─── Record extracts ───
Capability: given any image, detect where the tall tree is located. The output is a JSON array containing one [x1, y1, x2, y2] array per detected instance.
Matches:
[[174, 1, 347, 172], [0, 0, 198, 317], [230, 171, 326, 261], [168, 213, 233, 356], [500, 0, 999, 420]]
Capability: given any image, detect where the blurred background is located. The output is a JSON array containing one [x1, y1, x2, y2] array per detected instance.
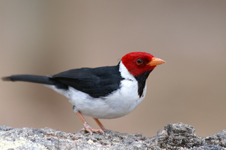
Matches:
[[0, 0, 226, 137]]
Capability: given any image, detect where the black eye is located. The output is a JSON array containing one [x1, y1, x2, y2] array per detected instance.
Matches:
[[136, 58, 143, 65]]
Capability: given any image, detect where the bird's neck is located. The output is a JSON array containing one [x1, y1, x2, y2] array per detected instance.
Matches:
───
What needs to be done:
Every line above is to be repeated exactly, but no picture is to appear in the copy.

Expected answer:
Capability: given any image, detect where the tall tree is located. The output is a JSON array containing one [x1, y1, x2, y2] array per detected instance.
Matches:
[[174, 1, 347, 172], [0, 0, 198, 317], [230, 171, 326, 261], [168, 213, 233, 356], [500, 0, 999, 420]]
Capability: given any image, detect where the blurred background is located. The output is a JSON array containing one [x1, y1, x2, y2] array per detected instance.
Matches:
[[0, 0, 226, 137]]
Capability: given any image, detect where the black eye is located. The output is a JSON array containing one [x1, y1, x2, y2] array per detected instance.
Matches:
[[136, 58, 143, 65]]
Capability: given any image, detect where the bird's neck is located. The output is a JSON array containing one [x1, y1, x2, y2] array per detected instance.
Matches:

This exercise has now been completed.